Directions:
Word for word, set down the lines from the one that holds "Would you be able to point to the boy's left" through the final line of the listing below, and exclude every picture.
———
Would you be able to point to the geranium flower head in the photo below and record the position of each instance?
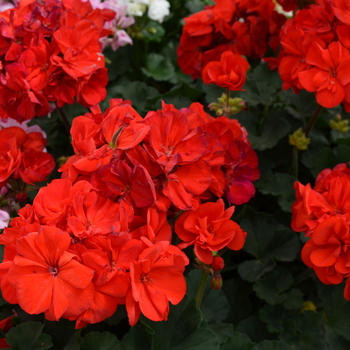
(229, 73)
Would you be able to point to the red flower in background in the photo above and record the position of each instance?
(242, 27)
(209, 229)
(157, 279)
(51, 52)
(229, 72)
(323, 213)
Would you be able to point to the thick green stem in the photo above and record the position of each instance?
(313, 119)
(295, 162)
(303, 276)
(266, 112)
(201, 289)
(227, 110)
(64, 118)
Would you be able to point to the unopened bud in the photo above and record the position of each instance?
(21, 197)
(338, 124)
(308, 306)
(216, 281)
(299, 140)
(223, 99)
(220, 111)
(61, 160)
(218, 263)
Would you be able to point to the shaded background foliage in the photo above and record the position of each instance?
(270, 300)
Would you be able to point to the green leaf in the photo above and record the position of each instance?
(180, 96)
(185, 329)
(100, 341)
(271, 286)
(137, 91)
(120, 61)
(139, 337)
(238, 341)
(325, 158)
(153, 31)
(337, 309)
(293, 299)
(194, 6)
(300, 105)
(223, 331)
(63, 333)
(261, 86)
(273, 345)
(274, 317)
(280, 185)
(158, 67)
(212, 91)
(251, 270)
(305, 331)
(254, 328)
(266, 239)
(214, 306)
(275, 127)
(28, 336)
(239, 304)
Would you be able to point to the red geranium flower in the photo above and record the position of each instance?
(229, 73)
(209, 229)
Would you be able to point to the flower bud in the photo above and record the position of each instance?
(218, 263)
(338, 124)
(308, 306)
(299, 140)
(216, 281)
(21, 197)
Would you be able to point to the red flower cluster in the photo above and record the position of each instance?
(106, 221)
(230, 72)
(171, 157)
(50, 51)
(315, 54)
(209, 229)
(323, 213)
(246, 27)
(78, 255)
(23, 156)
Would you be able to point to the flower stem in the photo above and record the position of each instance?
(201, 289)
(64, 118)
(295, 162)
(303, 276)
(313, 119)
(227, 110)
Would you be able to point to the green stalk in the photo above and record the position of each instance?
(227, 109)
(201, 289)
(313, 119)
(295, 162)
(64, 118)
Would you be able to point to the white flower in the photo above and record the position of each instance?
(135, 9)
(158, 9)
(9, 122)
(4, 219)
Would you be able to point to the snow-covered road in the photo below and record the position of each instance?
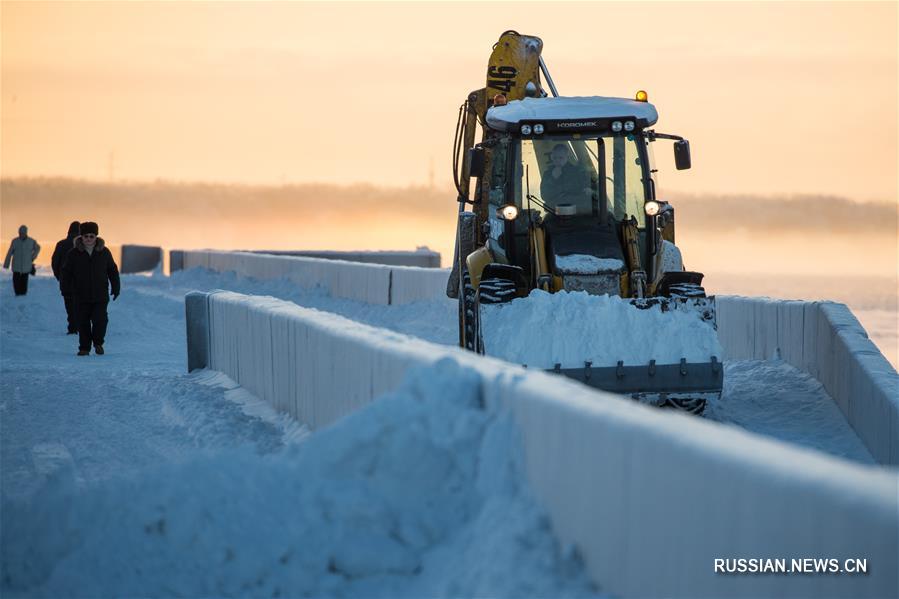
(123, 475)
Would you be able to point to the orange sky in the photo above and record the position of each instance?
(775, 97)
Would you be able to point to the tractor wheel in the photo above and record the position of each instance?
(695, 405)
(686, 290)
(469, 316)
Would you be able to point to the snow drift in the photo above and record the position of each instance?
(570, 328)
(418, 495)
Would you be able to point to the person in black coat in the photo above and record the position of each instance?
(59, 256)
(87, 274)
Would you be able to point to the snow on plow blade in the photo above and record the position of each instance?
(662, 351)
(688, 379)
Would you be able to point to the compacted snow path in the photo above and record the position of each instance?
(766, 397)
(124, 476)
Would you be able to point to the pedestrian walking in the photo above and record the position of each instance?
(88, 272)
(56, 262)
(22, 251)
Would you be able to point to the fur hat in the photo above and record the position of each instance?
(89, 227)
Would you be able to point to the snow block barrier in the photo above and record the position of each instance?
(650, 498)
(140, 258)
(371, 283)
(421, 258)
(827, 341)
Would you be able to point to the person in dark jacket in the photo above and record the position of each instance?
(87, 274)
(59, 255)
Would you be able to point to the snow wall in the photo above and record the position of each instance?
(421, 258)
(821, 338)
(372, 283)
(649, 498)
(825, 340)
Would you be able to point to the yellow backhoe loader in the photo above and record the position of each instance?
(565, 200)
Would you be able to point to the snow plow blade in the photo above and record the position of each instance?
(666, 384)
(685, 385)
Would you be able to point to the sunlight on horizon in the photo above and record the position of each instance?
(774, 97)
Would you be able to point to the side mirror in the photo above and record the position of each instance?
(476, 162)
(682, 155)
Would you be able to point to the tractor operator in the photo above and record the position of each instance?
(564, 182)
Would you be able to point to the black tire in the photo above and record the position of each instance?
(695, 406)
(496, 291)
(686, 290)
(469, 316)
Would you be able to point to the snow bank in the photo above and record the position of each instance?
(371, 283)
(419, 495)
(596, 328)
(422, 257)
(825, 340)
(634, 489)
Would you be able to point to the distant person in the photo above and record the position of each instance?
(59, 256)
(22, 251)
(88, 272)
(564, 182)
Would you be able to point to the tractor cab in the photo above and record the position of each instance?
(579, 171)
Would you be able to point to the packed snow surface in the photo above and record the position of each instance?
(584, 264)
(570, 328)
(124, 476)
(774, 399)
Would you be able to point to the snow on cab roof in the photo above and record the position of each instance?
(507, 117)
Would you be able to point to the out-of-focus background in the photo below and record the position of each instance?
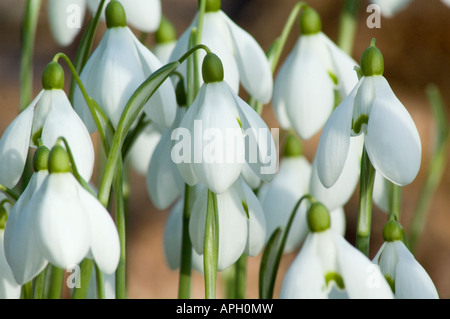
(416, 48)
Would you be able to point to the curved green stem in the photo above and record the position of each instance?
(29, 24)
(364, 221)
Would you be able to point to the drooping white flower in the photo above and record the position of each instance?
(49, 116)
(173, 239)
(391, 138)
(66, 19)
(243, 59)
(116, 68)
(408, 279)
(219, 134)
(144, 15)
(327, 261)
(304, 90)
(242, 225)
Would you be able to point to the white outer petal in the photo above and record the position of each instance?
(104, 238)
(362, 278)
(305, 278)
(21, 247)
(334, 143)
(63, 121)
(255, 72)
(279, 197)
(14, 146)
(411, 279)
(66, 19)
(392, 140)
(63, 231)
(9, 288)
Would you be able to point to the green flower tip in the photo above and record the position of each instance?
(53, 76)
(392, 231)
(211, 5)
(310, 22)
(115, 15)
(372, 62)
(58, 160)
(40, 159)
(318, 218)
(166, 32)
(292, 146)
(212, 68)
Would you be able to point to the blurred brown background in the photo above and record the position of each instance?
(416, 47)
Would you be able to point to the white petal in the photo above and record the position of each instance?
(411, 279)
(9, 288)
(362, 278)
(392, 140)
(279, 197)
(63, 230)
(310, 97)
(334, 143)
(217, 139)
(260, 151)
(66, 19)
(21, 249)
(143, 147)
(305, 278)
(63, 121)
(255, 72)
(14, 146)
(164, 182)
(105, 245)
(343, 189)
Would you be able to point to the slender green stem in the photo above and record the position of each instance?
(85, 47)
(436, 168)
(211, 246)
(240, 277)
(184, 284)
(121, 228)
(86, 267)
(348, 25)
(56, 280)
(364, 221)
(29, 25)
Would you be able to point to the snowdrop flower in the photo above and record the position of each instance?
(327, 261)
(407, 278)
(219, 134)
(49, 116)
(115, 70)
(173, 233)
(144, 15)
(9, 288)
(391, 138)
(304, 88)
(65, 19)
(243, 59)
(242, 226)
(279, 197)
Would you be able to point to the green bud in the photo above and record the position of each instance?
(372, 62)
(40, 159)
(310, 22)
(318, 218)
(392, 231)
(180, 93)
(292, 146)
(53, 76)
(58, 160)
(211, 5)
(115, 15)
(212, 68)
(166, 32)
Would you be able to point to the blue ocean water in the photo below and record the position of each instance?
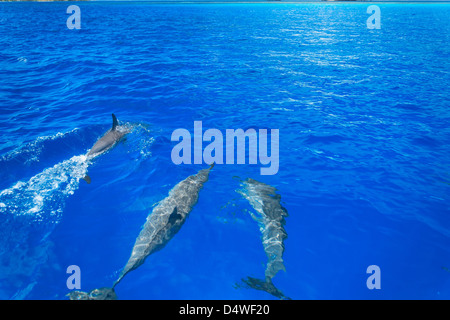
(363, 116)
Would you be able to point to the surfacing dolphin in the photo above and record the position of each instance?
(106, 142)
(270, 218)
(162, 224)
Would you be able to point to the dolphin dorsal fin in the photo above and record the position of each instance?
(174, 216)
(115, 122)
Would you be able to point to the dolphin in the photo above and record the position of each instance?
(106, 142)
(270, 218)
(162, 224)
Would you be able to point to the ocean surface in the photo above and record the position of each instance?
(364, 146)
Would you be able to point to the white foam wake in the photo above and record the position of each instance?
(43, 196)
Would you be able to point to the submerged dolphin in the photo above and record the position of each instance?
(106, 142)
(270, 217)
(162, 224)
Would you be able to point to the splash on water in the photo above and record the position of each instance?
(43, 196)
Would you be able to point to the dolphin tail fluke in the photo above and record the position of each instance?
(115, 122)
(264, 285)
(96, 294)
(87, 179)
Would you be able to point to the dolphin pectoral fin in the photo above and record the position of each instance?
(115, 122)
(87, 179)
(264, 285)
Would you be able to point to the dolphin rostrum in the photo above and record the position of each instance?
(162, 224)
(106, 142)
(270, 218)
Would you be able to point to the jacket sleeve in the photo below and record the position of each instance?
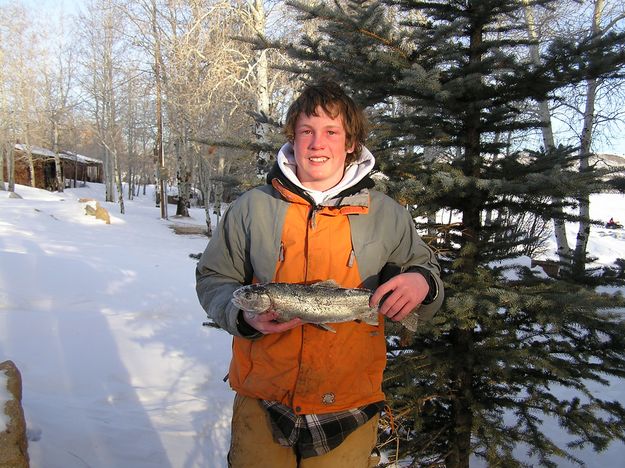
(413, 254)
(223, 267)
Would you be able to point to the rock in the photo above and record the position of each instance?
(13, 443)
(98, 211)
(101, 213)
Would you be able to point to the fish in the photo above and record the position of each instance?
(319, 303)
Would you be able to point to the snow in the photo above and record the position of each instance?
(4, 397)
(105, 327)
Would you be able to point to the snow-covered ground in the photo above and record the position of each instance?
(103, 322)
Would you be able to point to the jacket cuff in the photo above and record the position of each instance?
(391, 270)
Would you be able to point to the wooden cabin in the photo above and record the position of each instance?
(75, 168)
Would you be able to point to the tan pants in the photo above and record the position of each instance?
(252, 444)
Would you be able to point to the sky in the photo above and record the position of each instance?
(104, 325)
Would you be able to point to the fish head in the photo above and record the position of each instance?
(253, 298)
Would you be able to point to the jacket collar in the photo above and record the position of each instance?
(354, 190)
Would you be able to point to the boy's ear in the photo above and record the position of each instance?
(350, 147)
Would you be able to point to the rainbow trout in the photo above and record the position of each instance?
(319, 303)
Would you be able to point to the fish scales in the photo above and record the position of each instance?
(320, 303)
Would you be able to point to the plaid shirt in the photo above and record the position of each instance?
(316, 434)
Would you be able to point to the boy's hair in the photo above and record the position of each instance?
(334, 101)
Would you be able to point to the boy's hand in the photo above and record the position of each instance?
(407, 291)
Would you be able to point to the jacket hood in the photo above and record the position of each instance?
(355, 178)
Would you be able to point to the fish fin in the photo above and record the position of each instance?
(324, 326)
(411, 320)
(326, 284)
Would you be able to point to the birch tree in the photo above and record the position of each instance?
(584, 111)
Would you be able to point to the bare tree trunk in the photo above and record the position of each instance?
(159, 113)
(563, 249)
(2, 147)
(579, 257)
(60, 182)
(262, 92)
(29, 157)
(10, 153)
(205, 174)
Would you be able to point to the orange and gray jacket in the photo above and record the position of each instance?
(276, 233)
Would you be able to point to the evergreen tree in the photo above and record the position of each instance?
(454, 77)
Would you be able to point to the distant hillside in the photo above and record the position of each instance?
(605, 160)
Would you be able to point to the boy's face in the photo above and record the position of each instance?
(320, 149)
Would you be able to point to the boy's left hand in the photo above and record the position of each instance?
(407, 291)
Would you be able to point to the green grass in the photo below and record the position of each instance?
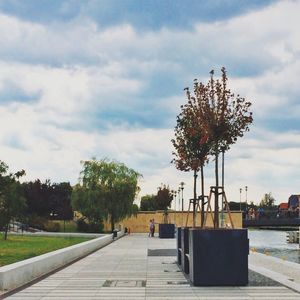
(70, 226)
(17, 248)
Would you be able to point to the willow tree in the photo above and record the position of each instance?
(107, 190)
(12, 202)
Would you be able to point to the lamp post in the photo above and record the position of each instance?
(178, 193)
(182, 187)
(175, 193)
(240, 199)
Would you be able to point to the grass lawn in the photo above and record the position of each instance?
(17, 248)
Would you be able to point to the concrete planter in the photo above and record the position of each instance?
(218, 257)
(179, 245)
(166, 231)
(185, 249)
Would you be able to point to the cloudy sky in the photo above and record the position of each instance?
(105, 78)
———
Solved exercise:
Would you be able to point to the boy's left hand in the photo above and record the position of each instance?
(407, 291)
Would you be able to point to the green grass in the photo below and record the position of each instance?
(70, 226)
(17, 248)
Would you be able to point to the willow tree in the photo above and record the position of each instance?
(107, 190)
(12, 202)
Would you be able to point to the lamp post in the photo above and record the position of each instance?
(178, 193)
(182, 187)
(175, 193)
(240, 199)
Would you be able to point to the grass lawn in the photo above and record the position of each instance?
(17, 248)
Would you be able to point to the concrete planter in the photo above and record the position of each instance?
(218, 257)
(179, 245)
(166, 231)
(185, 249)
Would you be able to point to the cloudy sky in the photo above and record the position of each instance?
(105, 78)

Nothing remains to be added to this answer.